Catherine la muse et
Jacques le poète
Quand nous l’avons rencontré, au mois de juin 2000, au pied du
Castillet, à la terrasse du café des vieux Catalans, nous ne pensions pas que
Jacques Henric préméditait un livre sur des photos de nus, jumelé à celui de
sa compagne Catherine Millet, et que son livre Légendes (1) créerait,
un an plus tard, l’événement, ferait l’actualité du livre, un succès éditorial
et médiatique énorme ! Il était venu sans sa femme, mais, tout en
parlant, il se rappelait sans doute le moment agréable qu’il avait passé ici :
« Assieds-toi sur la banquette en moleskine du Café de la
Poste, la jupe à hauteur du sexe. Encore un petit effort, à peine un centimètre
et la culotte, ou l’absence de culotte. » (2)
Nous parlâmes
sérieusement de ses livres, de Tel Quel, du milieu littéraire parisien,
et de frontières, d’un projet de revue, de lieux de d’artistes d’ici…
Il nous autorisait à publier des extraits de son roman consacré à la
Catalogne, dans lequel il parle de Port-Bou, de Walter Benjamin, de Picasso à
Collioure, de Dina Vierny et de Maillol…(3) Il allait nous procurer un texte
de Sollers sur le sculpteur de Banyuls, un autre de Philippe Muray, sur Soutine.
Il le fit, très vite, par lettre, l’aimable, sympathique et modeste J.Henric :
à se contenter de l’écouter, on le prendrait pour un homme commun ;
l’incurieux devrait se diriger vers ses écrits pour peser l’intensité de
provocation –mêlée à l’érudition et au travail d’écriture- qu’ils
renferment ; il n’y a guère que son éternelle veste en cuir noir de
motard anarchiste pour suggérer que cet homme n’est pas aussi lisse et gentil
qu’il veut bien le montrer…
Il aurait pu nous dire que « la bitation des femmes », c’était
fleur bleue par rapport aux photos de C. Millet, prises -femme et images- dans
des lieux publics comme une gare, un cimetière…Ces « légendes »,
au sens latin de « ce qui doit être lu », semble inviter tout de même
le lecteur du côté de la fiction, du « mensonge » ; mais non,
il ne s’agit même pas de « mentir-vrai », pas de frontière
flottante entre l’imaginaire et la réalité : à Bouillon de cul,
l’émission de Bernard Pinot, brave Bouddha toujours prêt à s’égriller
quand on cause de la pination des femmes, le couple a insisté pour affirmer que
tout ce qu’il venait de publier, c’était bien vrai : « Tout est
absolument exact ! » Si cette Vie sexuelle de Catherine Millet (4),
c’est bien réel, alors c’est un témoignage, c’est la vie, il faut le
lire ; et ces Légendes, ce sont des photos, donc c’est
authentique, il faut les voir ! Ces histoires, racontées froidement et
sereinement, par ce couple d’amoureux sincères, qui ont une double, voire une
triple vie, paraissent alors extravagantes, scandaleuses : le réel est
plus extraordinaire que la fiction ! (5)

Lignes de données:
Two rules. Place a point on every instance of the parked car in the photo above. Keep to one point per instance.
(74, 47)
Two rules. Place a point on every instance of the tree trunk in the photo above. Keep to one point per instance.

Exercices:
a) Répondez à ces questions sur l'article consacré à Jacques Henric :
(i) En quel mois et en quelle année a eu lieu la rencontre au pied du Castillet ?
(ii) Quel sujet devait traiter le texte de Philippe Muray que Jacques Henric allait procurer ?
(iii) Quel vêtement laisse penser, selon l'article, que cet homme n'est pas aussi lisse qu'il veut bien le montrer ?
b) Prolongez l'article sur Jacques Henric et Catherine Millet à partir de sa dernière phrase.
Les données ne servent à rien pour ce travail.

Corrigé:
a)
(i) En juin 2000.
(ii) Soutine.
(iii) Son éternelle veste en cuir noir de motard anarchiste.

b)
En effet, C.Millet, directrice de la revue Art Press,
auteur de livres importants sur l’art contemporain, s’expose, con, expose
son con, cette « origine du monde » courbettienne, racontée naguère
par son complice (6). La « putain de l’art contemporain » (7) se
raconte en mots, tandis que J.Henric la montre en photos : ainsi se
confirme le célèbre slogan de « Paris-Match », ainsi s’affirme
la réalité des mots. Belle stratégie commerciale que ce jumelage éditorial,
que ces participations à deux voix, à deux corps, à d’innombrables émissions
plus ou moins cultu. C’est la publication conjointe de deux points de vue différents
sur le phénomène sexuel ; d’un côté , le livre « sadien »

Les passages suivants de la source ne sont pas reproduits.